■ Document text:
Segment Open
Japanese court orders shutdown of nuclear reactors over 'insufficient upgrades'

An aerial view shows No. 4 (front L), No. 3 (front R), No. 2 (rear L) and No. 1 reactor buildings at Kansai Electric Power Co.'s Takahama nuclear power plant in Takahama town, Fukui prefecture. © Kyodo
A Japanese court has issued an unprecedented order to stop the operation of a nuclear reactor near Kyoto. It also ordered a second reactor to stay offline, stating that neither had been sufficiently upgraded since the 2011 Fukushima disaster.

The order from Otsu District Court requires Kansai Electric Power Co. to shut down the No. 3 reactor and keep the No. 4 unit offline at the Takahama plant in Fukui prefecture, western Japan.

According to the court, the emergency response plans and equipment designs at the two reactors were not properly upgraded after the Fukushima nuclear disaster in 2011, AP reported.

Judge Yoshihiko Yamamoto said during the Wednesday ruling that Kansai Electric has not fully explained how it has upgraded safety features at the two Takahama reactors under the post-Fukushima safety standards. In addition, he said it has not fully explained its design philosophy, its measures to mitigate power loss, or how to carry out evacuation plans in case of a severe accident or massive tsunami.
Segment Closed
■ Data under study:
Segment Open
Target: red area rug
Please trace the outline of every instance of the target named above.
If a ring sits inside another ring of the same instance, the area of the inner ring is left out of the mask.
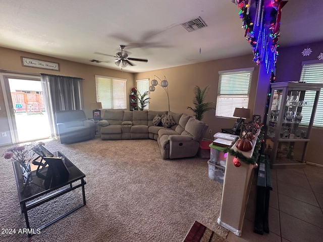
[[[228,240],[195,221],[183,242],[228,242]]]

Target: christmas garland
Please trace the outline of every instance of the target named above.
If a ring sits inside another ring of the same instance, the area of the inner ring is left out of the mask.
[[[237,137],[235,139],[234,141],[232,143],[232,145],[227,149],[225,151],[226,153],[228,153],[232,156],[235,156],[238,158],[240,160],[243,161],[246,164],[248,165],[254,164],[257,163],[258,157],[259,157],[259,150],[260,150],[261,146],[261,143],[264,142],[263,140],[263,134],[264,131],[262,129],[260,130],[260,132],[258,136],[257,141],[256,141],[256,144],[255,145],[254,149],[253,150],[253,153],[252,153],[252,156],[250,158],[247,158],[242,153],[239,151],[235,151],[232,149],[232,146],[239,139],[239,137]]]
Segment Closed
■ Task description:
In the article about the Takahama reactors, which court ordered Kansai Electric Power Co. to shut down the No. 3 reactor?

■ Output of the exercise:
Otsu District Court